**WORK TO BE COMPLETED:**
Rewrite every entry below, swapping "Pick out" for "Point to" wherever it occurs and keeping everything else the same.

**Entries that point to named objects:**
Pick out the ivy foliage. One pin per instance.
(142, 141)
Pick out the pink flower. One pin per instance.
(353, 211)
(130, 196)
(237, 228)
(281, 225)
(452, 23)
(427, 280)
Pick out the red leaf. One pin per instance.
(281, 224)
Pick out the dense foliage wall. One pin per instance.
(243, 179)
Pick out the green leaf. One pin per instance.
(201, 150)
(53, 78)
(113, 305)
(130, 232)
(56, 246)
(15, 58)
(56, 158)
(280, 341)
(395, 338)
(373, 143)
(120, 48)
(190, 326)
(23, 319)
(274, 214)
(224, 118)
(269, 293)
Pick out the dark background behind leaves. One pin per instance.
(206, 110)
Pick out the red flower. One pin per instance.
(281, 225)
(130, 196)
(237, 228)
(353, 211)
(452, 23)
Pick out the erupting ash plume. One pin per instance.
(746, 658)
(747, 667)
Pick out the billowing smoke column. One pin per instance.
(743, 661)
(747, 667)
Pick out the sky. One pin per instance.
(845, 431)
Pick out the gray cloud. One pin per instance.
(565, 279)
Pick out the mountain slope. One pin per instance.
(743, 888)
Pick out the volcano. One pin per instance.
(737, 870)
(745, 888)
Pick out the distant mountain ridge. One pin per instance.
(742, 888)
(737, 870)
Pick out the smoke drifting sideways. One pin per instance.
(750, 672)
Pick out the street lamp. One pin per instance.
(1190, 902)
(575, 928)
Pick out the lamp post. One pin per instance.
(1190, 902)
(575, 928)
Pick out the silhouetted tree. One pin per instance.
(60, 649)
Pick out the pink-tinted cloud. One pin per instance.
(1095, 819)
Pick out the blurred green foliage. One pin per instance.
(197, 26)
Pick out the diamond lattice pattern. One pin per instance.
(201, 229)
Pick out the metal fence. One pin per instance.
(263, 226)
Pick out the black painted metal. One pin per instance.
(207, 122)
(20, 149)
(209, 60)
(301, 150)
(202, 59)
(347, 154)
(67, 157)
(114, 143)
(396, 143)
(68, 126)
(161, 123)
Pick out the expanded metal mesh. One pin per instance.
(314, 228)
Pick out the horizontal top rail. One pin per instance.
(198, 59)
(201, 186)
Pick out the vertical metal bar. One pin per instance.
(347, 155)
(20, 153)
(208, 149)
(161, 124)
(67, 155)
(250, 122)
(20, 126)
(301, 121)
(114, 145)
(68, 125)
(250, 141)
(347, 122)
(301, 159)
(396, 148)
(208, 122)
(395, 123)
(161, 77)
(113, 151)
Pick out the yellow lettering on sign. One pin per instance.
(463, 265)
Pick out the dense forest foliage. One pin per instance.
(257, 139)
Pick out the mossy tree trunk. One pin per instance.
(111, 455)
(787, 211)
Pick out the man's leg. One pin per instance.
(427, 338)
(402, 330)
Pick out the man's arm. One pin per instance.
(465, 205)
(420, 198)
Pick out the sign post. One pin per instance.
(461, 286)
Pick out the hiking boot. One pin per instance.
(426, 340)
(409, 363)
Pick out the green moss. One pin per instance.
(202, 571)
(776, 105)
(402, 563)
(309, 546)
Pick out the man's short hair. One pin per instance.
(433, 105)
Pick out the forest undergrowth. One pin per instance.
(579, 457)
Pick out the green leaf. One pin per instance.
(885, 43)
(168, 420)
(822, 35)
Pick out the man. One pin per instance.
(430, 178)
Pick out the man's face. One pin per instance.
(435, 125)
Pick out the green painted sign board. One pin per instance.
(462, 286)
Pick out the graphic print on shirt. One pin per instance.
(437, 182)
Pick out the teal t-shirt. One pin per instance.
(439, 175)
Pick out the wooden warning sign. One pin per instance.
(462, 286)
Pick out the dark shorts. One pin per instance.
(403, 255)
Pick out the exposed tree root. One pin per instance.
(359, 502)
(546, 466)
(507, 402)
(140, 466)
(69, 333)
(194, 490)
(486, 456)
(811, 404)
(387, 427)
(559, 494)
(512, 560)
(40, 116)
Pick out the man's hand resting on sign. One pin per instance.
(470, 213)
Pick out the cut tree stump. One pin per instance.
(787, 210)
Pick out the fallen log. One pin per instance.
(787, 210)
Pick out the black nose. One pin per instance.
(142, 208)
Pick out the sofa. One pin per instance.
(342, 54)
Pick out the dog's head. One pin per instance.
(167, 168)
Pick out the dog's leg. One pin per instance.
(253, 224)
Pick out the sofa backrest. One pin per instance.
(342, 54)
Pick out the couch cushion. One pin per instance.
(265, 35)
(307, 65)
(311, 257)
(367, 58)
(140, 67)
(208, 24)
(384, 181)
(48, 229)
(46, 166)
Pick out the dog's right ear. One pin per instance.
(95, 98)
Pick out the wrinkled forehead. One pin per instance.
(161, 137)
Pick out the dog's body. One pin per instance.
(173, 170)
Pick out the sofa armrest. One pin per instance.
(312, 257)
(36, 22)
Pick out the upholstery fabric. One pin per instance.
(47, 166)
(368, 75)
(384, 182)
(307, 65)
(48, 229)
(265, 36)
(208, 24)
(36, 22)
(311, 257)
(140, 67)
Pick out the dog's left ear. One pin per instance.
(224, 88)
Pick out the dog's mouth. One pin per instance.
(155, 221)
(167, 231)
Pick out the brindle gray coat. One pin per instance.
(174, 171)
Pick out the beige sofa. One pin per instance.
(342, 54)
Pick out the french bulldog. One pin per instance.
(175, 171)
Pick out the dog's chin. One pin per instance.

**EXERCISE RESULT:**
Point to the ivy foliage. One pin per instance.
(142, 141)
Point to the pink flower. One pin per instance.
(353, 211)
(130, 196)
(237, 228)
(281, 225)
(452, 23)
(427, 280)
Point to the red leaf. One pin per instance.
(281, 224)
Point to the dense foliage wall. One pin per instance.
(243, 179)
Point to the green leaf. One pin per instance.
(201, 150)
(53, 78)
(113, 305)
(130, 232)
(56, 246)
(15, 58)
(56, 158)
(280, 341)
(395, 338)
(373, 143)
(120, 48)
(190, 326)
(23, 319)
(274, 214)
(224, 118)
(269, 293)
Point to the dark background behind leaves. One pin per instance.
(206, 110)
Point to the red flower. One pin per instance.
(281, 225)
(130, 196)
(237, 228)
(353, 211)
(452, 23)
Point to the erupting ash plume. One pin per instance.
(746, 658)
(747, 667)
Point to the billowing smoke column. One pin per instance.
(743, 661)
(747, 667)
Point to the sky. One pin per instance.
(845, 431)
Point to the gray cloud. One pin per instance.
(565, 279)
Point to the mountain slope. One pin per instance.
(743, 888)
Point to the volcano. One pin per instance.
(737, 870)
(745, 888)
Point to the distant mountain ridge. One pin per instance.
(742, 888)
(737, 870)
Point to the smoke drifting sideways. One pin per instance.
(750, 672)
Point to the street lamp. One pin per instance.
(1190, 902)
(575, 928)
Point to the lamp post. One pin per instance.
(1190, 902)
(575, 928)
Point to the silhouetted tree. One pin per instance.
(60, 649)
Point to the pink-tinted cloud. One pin per instance.
(1095, 819)
Point to the blurred green foliage. One pin per instance.
(197, 26)
Point to the diamond lattice pattern. One pin per instance.
(201, 229)
Point to the metal fence. One pin per instance.
(263, 226)
Point to the black painted metal. One pin per instance.
(207, 122)
(20, 149)
(209, 60)
(301, 150)
(202, 59)
(347, 154)
(67, 157)
(114, 143)
(396, 143)
(68, 126)
(161, 123)
Point to the expanded metal mesh. One pin per instance.
(314, 228)
Point to the horizontal top rail. One pin per instance.
(198, 59)
(201, 186)
Point to the vertical metal bar. One pin per instance.
(347, 155)
(20, 153)
(208, 149)
(161, 124)
(67, 155)
(250, 122)
(20, 126)
(301, 121)
(114, 145)
(68, 125)
(250, 141)
(347, 122)
(301, 159)
(396, 148)
(208, 122)
(395, 123)
(161, 77)
(113, 151)
Point to the yellow lettering on sign. One pin per instance.
(463, 265)
Point to the dense forest foliage. One pin per instance.
(257, 139)
Point to the mossy tree trunk. One pin per instance.
(111, 455)
(787, 211)
Point to the man's leg. One pin per instance.
(427, 338)
(402, 330)
Point to the man's arm. One pin per instance.
(465, 205)
(420, 198)
Point to the sign post. One pin per instance.
(461, 286)
Point to the hiking boot. One pin per instance.
(426, 340)
(409, 363)
Point to the green moss. One pin per instance.
(202, 571)
(776, 105)
(402, 563)
(309, 546)
Point to the man's short hair. One pin per instance.
(433, 105)
Point to the forest undergrowth. One pin per instance.
(579, 457)
Point to the green leaf. One pin per instance.
(885, 43)
(168, 420)
(822, 35)
Point to the man. One pin per instance.
(430, 178)
Point to the man's face. One pin per instance.
(435, 125)
Point to the green painted sign board. One pin per instance.
(462, 286)
Point to the graphic print on shirt. One pin per instance.
(437, 182)
Point to the teal t-shirt. One pin per instance.
(439, 175)
Point to the wooden warning sign. One pin per instance.
(462, 286)
Point to the dark shorts. One pin per instance.
(403, 255)
Point to the exposed tree root. One pin per instance.
(359, 502)
(546, 466)
(507, 402)
(140, 466)
(69, 333)
(194, 490)
(486, 456)
(811, 404)
(387, 427)
(559, 494)
(512, 560)
(40, 116)
Point to the man's hand resting on sign. One pin per instance.
(470, 213)
Point to the cut tree stump. One pin per instance.
(787, 210)
Point to the fallen log. One pin per instance.
(787, 210)
Point to the black nose. One pin per instance.
(142, 208)
Point to the sofa. One pin per instance.
(342, 54)
Point to the dog's head. One pin per instance.
(167, 168)
Point to the dog's leg. One pin per instance.
(253, 224)
Point to the sofa backrest. One pin per instance.
(342, 54)
Point to the couch cushion. One pin per instance.
(265, 35)
(307, 65)
(311, 257)
(367, 58)
(140, 67)
(208, 24)
(384, 181)
(48, 229)
(46, 166)
Point to the dog's right ear. One pin per instance.
(95, 98)
Point to the wrinkled forehead. One pin per instance.
(161, 137)
Point to the dog's body. One pin per instance.
(173, 170)
Point to the sofa armrest. One pin per instance.
(312, 257)
(36, 22)
Point to the upholstery fabric. One pin per instance.
(47, 166)
(368, 75)
(384, 182)
(307, 65)
(48, 229)
(265, 36)
(208, 24)
(36, 22)
(311, 257)
(140, 67)
Point to the dog's left ear. One pin per instance.
(224, 88)
Point to the dog's mouth. One pin per instance.
(155, 221)
(167, 231)
Point to the brindle gray coat. One pin per instance.
(174, 171)
Point to the beige sofa. One pin per instance.
(342, 54)
Point to the french bulldog. One pin per instance.
(175, 171)
Point to the dog's chin. One pin per instance.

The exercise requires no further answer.